#### Source passage
BEGIN

Thanksgiving came during our time in Malaysia. At first I did not want to celebrate. Too many expectations to meet or let down during such a transient time. But we made some friends back in Indonesia that happened to be in KL and they invited us to join them! I never expected to celebrate Thanksgiving, and see Christmas decorations everywhere here in Malaysia, but I was grateful for both.
Well, as for the results of Jackson’s hearing test, little did we know our small re-route from Nepal to Malaysia would bring about a major re-route by the end of the month.
We had suspected a decline in jacksons hearing but we didn’t know how significant. Jackson’s hearing is now at a severe hearing loss level. This makes 4 declines total in his 4 years of life.
At this point we have been told that it is time to consider cochlear implants.
Back when Jackson first received his hearing aids we attended a support group for families of children with hearing loss. Many of the children in the group that were Jackson’s age already had cochlear implants. A representative from cochlear came and spoke to the group. I felt compelled to ask questions and take notes, as if this was an inevitable part of our future.
When we found out Jackson has Ushers Syndrome type 2, we were told to check his hearing every 3 months due to his rate of decline, even though ushers type 2 is not typical of progressive decline.

END

#### Your goal
Can you write out the passage about Jackson's hearing, word for word, between "Back when Jackson" and "of progressive decline.", inclusive?

#### Referring expression pointing data
BEGIN

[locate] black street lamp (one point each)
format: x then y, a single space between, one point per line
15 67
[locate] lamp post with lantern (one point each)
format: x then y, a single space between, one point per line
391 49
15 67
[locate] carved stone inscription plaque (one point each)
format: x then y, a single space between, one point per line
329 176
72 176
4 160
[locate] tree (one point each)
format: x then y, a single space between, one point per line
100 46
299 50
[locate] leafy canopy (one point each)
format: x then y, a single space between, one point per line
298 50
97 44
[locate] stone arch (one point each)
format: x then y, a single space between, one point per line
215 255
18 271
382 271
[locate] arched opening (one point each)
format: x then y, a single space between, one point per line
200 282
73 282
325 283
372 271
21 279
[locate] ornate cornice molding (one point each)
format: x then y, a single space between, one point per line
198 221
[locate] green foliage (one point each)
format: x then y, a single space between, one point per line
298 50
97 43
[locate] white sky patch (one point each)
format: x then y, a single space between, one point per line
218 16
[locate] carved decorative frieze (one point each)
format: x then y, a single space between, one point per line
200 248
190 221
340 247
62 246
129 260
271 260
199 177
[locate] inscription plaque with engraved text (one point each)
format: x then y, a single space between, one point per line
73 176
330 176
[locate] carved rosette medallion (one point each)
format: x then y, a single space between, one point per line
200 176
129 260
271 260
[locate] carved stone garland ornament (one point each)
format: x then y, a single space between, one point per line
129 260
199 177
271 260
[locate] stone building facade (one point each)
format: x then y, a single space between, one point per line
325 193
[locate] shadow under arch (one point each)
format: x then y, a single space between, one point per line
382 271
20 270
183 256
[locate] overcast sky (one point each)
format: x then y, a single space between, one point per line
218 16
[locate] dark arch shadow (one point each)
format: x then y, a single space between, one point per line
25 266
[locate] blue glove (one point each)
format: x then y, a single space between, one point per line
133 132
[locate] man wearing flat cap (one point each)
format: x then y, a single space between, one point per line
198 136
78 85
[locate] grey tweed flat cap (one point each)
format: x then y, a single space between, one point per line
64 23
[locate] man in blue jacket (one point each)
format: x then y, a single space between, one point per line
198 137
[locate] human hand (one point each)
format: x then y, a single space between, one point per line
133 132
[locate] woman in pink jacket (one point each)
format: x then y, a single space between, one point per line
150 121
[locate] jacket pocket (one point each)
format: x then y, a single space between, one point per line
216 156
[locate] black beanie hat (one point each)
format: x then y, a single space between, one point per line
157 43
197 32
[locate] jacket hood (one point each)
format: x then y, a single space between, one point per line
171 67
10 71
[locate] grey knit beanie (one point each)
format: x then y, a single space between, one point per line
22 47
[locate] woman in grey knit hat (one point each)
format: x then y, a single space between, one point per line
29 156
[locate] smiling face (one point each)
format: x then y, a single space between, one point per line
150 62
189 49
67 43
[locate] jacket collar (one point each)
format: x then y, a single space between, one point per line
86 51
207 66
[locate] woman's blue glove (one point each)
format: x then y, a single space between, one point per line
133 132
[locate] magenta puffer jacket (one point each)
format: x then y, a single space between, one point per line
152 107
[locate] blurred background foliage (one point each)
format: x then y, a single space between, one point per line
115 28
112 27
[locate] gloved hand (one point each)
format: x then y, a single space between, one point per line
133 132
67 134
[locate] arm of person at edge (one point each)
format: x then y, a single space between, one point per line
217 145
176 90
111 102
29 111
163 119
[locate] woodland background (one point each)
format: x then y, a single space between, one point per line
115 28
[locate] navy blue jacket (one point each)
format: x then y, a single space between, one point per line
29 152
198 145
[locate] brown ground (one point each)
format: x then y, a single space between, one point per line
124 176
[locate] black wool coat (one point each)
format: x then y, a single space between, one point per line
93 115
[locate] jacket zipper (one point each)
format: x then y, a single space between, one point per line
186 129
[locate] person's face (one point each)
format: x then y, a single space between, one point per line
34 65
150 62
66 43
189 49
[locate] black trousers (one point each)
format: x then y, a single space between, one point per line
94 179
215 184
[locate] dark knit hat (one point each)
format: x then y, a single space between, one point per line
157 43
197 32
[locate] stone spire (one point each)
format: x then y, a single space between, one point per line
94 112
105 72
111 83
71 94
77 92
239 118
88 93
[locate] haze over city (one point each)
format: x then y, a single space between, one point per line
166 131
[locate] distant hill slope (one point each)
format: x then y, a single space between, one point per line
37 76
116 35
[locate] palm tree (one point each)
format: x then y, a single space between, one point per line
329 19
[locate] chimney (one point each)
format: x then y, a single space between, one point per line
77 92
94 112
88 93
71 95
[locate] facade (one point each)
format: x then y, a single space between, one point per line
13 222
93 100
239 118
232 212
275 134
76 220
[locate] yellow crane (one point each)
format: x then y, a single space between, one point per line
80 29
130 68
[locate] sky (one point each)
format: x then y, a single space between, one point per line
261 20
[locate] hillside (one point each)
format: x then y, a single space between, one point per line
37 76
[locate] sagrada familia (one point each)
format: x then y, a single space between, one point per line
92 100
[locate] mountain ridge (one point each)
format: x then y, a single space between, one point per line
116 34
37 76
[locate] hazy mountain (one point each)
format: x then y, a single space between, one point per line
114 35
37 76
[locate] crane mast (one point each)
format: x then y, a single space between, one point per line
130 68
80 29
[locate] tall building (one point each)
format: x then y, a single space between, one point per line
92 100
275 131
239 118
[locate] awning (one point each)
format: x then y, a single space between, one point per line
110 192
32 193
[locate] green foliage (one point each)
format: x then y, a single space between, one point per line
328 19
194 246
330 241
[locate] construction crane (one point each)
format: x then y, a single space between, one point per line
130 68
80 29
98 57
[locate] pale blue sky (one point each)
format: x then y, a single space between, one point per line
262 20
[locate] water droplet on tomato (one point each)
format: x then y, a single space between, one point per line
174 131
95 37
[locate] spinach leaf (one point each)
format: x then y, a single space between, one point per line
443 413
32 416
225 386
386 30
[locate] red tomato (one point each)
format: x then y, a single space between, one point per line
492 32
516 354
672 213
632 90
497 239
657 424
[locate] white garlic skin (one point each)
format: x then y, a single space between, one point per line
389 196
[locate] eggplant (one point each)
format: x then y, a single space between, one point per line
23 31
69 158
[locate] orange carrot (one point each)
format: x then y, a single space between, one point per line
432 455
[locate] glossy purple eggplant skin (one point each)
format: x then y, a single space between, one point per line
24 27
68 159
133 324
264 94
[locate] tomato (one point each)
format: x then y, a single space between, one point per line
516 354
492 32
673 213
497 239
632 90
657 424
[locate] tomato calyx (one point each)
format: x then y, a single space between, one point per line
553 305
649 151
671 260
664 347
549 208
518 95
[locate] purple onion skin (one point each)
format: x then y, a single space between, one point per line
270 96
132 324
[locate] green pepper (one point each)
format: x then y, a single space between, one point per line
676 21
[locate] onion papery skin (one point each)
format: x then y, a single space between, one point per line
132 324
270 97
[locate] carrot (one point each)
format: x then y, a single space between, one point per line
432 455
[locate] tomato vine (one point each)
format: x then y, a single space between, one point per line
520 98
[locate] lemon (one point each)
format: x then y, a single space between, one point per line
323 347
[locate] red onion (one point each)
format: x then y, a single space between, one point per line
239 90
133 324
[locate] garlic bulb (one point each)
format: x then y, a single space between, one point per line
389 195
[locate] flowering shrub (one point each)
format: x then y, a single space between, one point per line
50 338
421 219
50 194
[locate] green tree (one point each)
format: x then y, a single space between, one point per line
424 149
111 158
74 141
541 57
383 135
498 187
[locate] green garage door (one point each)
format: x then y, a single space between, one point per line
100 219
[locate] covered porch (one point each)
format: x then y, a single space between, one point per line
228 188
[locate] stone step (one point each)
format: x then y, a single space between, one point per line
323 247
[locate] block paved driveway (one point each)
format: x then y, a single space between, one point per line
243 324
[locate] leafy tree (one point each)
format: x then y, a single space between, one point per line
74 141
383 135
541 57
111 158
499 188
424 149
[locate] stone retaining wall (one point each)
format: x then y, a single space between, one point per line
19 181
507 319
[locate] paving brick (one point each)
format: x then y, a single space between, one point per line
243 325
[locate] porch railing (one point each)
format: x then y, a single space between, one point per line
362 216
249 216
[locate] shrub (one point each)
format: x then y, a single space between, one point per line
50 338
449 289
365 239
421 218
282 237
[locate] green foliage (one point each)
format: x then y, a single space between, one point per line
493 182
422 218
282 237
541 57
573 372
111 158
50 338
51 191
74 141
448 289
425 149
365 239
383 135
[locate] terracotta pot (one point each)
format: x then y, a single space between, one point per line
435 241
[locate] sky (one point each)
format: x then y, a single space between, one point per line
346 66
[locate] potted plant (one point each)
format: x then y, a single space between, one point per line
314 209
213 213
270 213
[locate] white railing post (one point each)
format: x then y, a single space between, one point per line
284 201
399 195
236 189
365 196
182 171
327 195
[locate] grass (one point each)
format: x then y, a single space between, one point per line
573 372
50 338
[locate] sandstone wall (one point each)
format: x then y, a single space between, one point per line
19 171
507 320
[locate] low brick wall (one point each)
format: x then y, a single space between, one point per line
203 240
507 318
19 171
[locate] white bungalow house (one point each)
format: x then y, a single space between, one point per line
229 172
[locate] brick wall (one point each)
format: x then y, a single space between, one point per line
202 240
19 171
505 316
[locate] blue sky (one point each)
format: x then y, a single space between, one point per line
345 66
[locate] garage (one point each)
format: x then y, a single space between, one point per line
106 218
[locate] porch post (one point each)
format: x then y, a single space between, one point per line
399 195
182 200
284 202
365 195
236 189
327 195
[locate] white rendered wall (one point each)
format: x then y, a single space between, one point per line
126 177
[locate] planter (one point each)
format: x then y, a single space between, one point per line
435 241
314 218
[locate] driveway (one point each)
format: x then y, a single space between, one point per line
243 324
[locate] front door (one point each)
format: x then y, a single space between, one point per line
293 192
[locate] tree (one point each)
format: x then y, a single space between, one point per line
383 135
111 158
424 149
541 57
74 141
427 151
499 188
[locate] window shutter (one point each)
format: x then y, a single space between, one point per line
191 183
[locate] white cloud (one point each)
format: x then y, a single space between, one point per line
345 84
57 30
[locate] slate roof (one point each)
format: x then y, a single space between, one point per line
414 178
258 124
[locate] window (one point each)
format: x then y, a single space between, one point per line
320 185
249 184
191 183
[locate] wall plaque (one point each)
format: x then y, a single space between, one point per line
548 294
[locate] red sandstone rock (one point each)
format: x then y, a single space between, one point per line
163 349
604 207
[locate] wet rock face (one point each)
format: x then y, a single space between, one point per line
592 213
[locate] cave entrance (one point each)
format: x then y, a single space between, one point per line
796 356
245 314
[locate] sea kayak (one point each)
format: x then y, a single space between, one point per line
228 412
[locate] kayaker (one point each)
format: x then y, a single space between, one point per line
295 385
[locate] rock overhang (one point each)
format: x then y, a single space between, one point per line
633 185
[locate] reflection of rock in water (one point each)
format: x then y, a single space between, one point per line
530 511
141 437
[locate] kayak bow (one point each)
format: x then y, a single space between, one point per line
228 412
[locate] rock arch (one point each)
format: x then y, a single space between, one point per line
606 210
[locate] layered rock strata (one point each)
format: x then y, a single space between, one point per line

END

#### Answer for the task
Back when Jackson first received his hearing aids we attended a support group for families of children with hearing loss. Many of the children in the group that were Jackson’s age already had cochlear implants. A representative from cochlear came and spoke to the group. I felt compelled to ask questions and take notes, as if this was an inevitable part of our future.
When we found out Jackson has Ushers Syndrome type 2, we were told to check his hearing every 3 months due to his rate of decline, even though ushers type 2 is not typical of progressive decline.